What you have to do ::
Transcribe the data below in full, exactly.

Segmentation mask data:
========================================================================

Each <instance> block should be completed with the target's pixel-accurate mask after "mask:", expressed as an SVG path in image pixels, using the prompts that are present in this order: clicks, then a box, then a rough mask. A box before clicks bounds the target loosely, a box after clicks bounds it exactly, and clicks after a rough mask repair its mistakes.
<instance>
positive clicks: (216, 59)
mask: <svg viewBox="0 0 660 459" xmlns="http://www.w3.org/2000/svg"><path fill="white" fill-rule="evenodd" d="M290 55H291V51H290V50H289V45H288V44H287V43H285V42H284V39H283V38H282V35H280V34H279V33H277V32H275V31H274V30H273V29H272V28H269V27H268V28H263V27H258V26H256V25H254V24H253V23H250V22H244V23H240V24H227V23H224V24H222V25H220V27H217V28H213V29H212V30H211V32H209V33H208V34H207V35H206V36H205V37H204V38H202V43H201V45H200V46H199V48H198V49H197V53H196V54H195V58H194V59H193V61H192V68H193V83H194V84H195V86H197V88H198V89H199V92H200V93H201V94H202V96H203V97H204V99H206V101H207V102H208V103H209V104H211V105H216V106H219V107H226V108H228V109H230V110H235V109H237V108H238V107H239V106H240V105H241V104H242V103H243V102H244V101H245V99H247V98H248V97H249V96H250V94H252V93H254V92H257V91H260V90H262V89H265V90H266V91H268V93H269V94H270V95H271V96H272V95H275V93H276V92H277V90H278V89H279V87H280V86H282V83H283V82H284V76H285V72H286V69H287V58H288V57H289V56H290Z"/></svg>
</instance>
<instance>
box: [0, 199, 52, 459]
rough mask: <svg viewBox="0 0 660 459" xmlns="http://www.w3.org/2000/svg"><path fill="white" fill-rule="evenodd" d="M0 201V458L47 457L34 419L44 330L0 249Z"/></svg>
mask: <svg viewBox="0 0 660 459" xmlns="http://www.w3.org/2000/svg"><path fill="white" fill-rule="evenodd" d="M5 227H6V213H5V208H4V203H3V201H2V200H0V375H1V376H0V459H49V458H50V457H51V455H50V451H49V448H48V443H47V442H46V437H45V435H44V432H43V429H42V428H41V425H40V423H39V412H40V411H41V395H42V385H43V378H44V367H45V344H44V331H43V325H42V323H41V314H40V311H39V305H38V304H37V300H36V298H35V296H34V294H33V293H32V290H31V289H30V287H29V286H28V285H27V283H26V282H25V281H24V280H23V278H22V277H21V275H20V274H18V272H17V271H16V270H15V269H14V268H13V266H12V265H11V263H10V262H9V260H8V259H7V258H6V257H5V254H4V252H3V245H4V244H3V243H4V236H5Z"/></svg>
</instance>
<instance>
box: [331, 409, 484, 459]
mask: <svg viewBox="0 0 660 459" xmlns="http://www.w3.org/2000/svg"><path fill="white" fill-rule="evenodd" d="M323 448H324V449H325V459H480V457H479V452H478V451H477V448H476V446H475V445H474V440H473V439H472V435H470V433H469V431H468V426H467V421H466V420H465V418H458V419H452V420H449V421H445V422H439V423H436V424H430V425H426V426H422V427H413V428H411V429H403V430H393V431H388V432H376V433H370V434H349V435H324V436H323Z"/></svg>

========================================================================

Solution ::
Each <instance> block should be completed with the target's pixel-accurate mask after "mask:", expressed as an SVG path in image pixels, using the prompts that are present in this order: clicks, then a box, then a rough mask. A box before clicks bounds the target loosely, a box after clicks bounds it exactly, and clicks after a rough mask repair its mistakes.
<instance>
positive clicks: (216, 59)
mask: <svg viewBox="0 0 660 459" xmlns="http://www.w3.org/2000/svg"><path fill="white" fill-rule="evenodd" d="M290 55H291V51H290V50H289V45H288V44H287V43H285V42H284V39H283V38H282V35H280V34H279V33H277V32H275V31H274V30H273V29H272V28H269V27H268V28H263V27H258V26H256V25H254V24H253V23H250V22H244V23H240V24H227V23H224V24H222V25H220V27H217V28H213V29H212V30H211V32H209V33H208V34H207V35H206V36H205V37H204V38H202V43H201V45H200V46H199V48H198V49H197V53H196V54H195V58H194V59H193V61H192V68H193V83H194V84H195V86H197V88H198V89H199V92H200V93H201V94H202V96H203V97H204V99H206V101H207V102H208V103H209V104H211V105H216V106H219V107H226V108H228V109H230V110H235V109H237V108H238V107H239V106H240V105H241V104H242V103H243V102H244V101H245V99H247V98H248V97H249V96H250V94H252V93H254V92H257V91H260V90H262V89H265V90H266V91H268V93H269V94H270V95H271V96H272V95H275V93H276V92H277V90H278V89H279V87H280V86H282V83H283V82H284V76H285V72H286V69H287V58H288V57H289V56H290Z"/></svg>
</instance>
<instance>
box: [0, 199, 52, 459]
rough mask: <svg viewBox="0 0 660 459" xmlns="http://www.w3.org/2000/svg"><path fill="white" fill-rule="evenodd" d="M0 201V458L47 457L34 419L44 330L0 249Z"/></svg>
mask: <svg viewBox="0 0 660 459" xmlns="http://www.w3.org/2000/svg"><path fill="white" fill-rule="evenodd" d="M5 227H6V213H5V208H4V203H3V201H2V200H0V375H1V376H0V459H49V458H50V457H51V455H50V451H49V448H48V443H47V442H46V437H45V435H44V432H43V429H42V428H41V425H40V423H39V412H40V411H41V395H42V385H43V378H44V367H45V344H44V331H43V325H42V323H41V314H40V311H39V305H38V304H37V300H36V298H35V296H34V294H33V293H32V290H31V289H30V287H29V286H28V285H27V283H26V282H25V281H24V280H23V278H22V277H21V275H20V274H18V272H17V271H16V270H15V269H14V268H13V266H12V265H11V263H10V262H9V260H8V259H7V258H6V257H5V254H4V252H3V245H4V244H3V243H4V236H5Z"/></svg>
</instance>
<instance>
box: [331, 409, 484, 459]
mask: <svg viewBox="0 0 660 459" xmlns="http://www.w3.org/2000/svg"><path fill="white" fill-rule="evenodd" d="M323 448H324V449H325V459H480V457H479V452H478V451H477V448H476V446H475V445H474V440H473V439H472V435H470V433H469V431H468V426H467V421H466V420H465V418H458V419H452V420H449V421H445V422H439V423H436V424H430V425H426V426H422V427H413V428H411V429H403V430H393V431H388V432H376V433H370V434H349V435H324V436H323Z"/></svg>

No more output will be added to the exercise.